_Excerpts from a point labeling dataset:_
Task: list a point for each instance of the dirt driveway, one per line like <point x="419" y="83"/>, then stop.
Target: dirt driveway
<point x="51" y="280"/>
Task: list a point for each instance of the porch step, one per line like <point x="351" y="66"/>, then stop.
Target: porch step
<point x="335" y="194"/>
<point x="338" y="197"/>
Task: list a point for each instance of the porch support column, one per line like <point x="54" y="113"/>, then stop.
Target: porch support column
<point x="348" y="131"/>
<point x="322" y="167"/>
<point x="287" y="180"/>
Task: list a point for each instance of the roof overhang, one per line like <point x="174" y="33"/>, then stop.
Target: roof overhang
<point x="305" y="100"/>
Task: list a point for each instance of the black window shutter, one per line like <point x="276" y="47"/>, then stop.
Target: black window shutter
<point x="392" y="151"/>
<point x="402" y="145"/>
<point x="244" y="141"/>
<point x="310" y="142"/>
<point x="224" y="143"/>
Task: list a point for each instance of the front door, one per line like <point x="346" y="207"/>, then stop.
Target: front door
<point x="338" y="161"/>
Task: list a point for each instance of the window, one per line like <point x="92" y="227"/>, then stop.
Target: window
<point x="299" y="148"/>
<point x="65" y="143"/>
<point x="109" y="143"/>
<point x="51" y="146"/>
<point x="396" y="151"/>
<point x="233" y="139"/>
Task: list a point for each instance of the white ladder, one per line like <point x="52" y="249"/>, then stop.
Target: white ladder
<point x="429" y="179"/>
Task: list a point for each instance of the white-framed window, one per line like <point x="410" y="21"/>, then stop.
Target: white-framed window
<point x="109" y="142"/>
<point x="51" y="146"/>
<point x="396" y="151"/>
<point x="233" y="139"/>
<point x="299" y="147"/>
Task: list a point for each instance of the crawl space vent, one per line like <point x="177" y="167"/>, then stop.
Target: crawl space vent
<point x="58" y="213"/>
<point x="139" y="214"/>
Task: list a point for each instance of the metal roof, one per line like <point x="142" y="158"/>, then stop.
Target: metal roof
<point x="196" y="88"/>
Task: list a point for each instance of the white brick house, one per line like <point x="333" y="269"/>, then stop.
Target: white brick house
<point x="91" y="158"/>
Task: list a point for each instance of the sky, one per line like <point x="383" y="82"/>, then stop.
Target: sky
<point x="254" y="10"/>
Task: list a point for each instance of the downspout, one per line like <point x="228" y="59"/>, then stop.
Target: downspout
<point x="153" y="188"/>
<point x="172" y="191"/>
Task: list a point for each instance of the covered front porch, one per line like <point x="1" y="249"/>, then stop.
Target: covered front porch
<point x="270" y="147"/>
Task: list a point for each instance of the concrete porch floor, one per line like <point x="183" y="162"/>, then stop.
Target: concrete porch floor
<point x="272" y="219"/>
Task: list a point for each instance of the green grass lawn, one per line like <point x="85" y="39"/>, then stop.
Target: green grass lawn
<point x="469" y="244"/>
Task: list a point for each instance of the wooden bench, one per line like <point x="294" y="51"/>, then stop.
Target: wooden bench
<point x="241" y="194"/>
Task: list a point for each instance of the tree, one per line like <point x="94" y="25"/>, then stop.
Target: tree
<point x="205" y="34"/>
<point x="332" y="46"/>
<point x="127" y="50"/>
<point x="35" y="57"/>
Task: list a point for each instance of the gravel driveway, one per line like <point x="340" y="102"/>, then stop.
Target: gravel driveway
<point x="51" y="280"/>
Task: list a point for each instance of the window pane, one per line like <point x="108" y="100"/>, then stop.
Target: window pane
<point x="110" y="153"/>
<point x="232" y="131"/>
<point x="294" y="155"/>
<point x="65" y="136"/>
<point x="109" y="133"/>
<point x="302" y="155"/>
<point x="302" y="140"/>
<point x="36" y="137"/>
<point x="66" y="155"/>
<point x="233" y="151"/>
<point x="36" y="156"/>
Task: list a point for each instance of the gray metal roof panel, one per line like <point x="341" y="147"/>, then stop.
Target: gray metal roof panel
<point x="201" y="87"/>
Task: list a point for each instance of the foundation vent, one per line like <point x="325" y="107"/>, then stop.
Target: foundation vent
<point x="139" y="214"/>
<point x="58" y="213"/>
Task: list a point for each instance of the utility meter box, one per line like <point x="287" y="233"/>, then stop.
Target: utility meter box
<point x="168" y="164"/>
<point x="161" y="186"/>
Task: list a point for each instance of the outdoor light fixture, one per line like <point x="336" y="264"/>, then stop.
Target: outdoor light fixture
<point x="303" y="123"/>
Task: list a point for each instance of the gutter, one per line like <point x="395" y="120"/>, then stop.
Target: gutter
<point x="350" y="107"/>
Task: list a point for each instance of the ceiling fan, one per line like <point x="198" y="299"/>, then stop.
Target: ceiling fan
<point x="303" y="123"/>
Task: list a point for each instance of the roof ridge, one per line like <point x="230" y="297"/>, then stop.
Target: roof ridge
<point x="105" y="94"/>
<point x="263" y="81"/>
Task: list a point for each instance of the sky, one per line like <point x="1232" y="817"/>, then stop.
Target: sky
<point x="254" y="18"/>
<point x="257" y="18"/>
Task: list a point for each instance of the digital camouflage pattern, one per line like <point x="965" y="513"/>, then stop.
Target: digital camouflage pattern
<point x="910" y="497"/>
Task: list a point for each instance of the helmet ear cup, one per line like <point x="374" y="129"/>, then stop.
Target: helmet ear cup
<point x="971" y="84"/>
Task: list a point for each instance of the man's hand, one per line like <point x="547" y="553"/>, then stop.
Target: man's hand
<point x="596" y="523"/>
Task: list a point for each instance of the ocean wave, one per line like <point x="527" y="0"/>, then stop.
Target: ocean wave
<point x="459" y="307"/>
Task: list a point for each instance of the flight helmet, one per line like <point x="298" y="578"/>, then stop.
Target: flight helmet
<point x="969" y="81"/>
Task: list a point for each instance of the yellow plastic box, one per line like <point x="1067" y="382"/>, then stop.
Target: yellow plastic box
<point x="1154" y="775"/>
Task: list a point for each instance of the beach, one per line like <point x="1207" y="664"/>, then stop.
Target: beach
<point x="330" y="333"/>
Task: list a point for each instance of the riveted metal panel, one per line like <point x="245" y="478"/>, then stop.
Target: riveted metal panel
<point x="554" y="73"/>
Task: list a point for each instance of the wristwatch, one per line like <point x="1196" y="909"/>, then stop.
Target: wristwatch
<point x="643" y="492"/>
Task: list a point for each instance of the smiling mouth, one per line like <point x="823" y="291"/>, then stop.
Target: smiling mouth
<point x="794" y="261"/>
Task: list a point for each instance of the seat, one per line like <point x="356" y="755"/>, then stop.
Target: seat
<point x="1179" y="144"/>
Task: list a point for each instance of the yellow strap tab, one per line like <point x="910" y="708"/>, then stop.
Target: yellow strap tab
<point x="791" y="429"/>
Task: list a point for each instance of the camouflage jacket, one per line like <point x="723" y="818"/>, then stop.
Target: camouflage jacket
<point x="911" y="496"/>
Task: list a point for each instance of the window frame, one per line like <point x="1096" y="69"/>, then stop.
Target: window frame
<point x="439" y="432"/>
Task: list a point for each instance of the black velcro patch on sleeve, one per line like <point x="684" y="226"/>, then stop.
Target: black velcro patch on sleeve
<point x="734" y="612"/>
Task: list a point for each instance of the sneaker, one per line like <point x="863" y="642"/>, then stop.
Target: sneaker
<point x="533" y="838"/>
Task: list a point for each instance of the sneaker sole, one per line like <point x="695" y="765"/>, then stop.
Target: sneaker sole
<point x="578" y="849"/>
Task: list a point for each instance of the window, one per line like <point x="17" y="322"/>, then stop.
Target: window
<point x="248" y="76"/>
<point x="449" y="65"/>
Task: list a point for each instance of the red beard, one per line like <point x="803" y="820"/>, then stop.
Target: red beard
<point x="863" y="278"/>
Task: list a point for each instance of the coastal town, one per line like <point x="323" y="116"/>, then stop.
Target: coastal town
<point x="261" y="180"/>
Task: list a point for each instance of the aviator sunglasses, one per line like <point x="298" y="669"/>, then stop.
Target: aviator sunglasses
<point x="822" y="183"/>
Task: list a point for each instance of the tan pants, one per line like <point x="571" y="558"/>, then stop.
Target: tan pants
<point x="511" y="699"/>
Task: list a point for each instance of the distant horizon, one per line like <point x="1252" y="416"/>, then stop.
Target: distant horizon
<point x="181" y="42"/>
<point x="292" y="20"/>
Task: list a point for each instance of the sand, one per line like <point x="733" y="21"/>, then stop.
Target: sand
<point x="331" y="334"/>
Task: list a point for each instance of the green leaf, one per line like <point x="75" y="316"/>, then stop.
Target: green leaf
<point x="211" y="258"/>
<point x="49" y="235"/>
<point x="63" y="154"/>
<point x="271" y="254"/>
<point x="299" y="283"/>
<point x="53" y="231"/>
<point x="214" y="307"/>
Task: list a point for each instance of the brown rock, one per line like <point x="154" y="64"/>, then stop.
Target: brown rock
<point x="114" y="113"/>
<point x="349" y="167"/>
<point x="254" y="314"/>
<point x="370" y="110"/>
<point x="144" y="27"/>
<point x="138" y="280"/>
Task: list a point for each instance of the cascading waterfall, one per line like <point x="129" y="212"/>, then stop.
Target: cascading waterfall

_Exercise instructions:_
Express the lines as a JSON list of strings, one string per line and no blank lines, starting with the line that contains "Task: list a point for each instance of the cascading" and going on through the end of the lines.

_Answer to the task:_
[
  "Task: list a point for each instance of the cascading waterfall, one per line like <point x=\"129\" y=\"212\"/>, then stop.",
  "Target: cascading waterfall"
]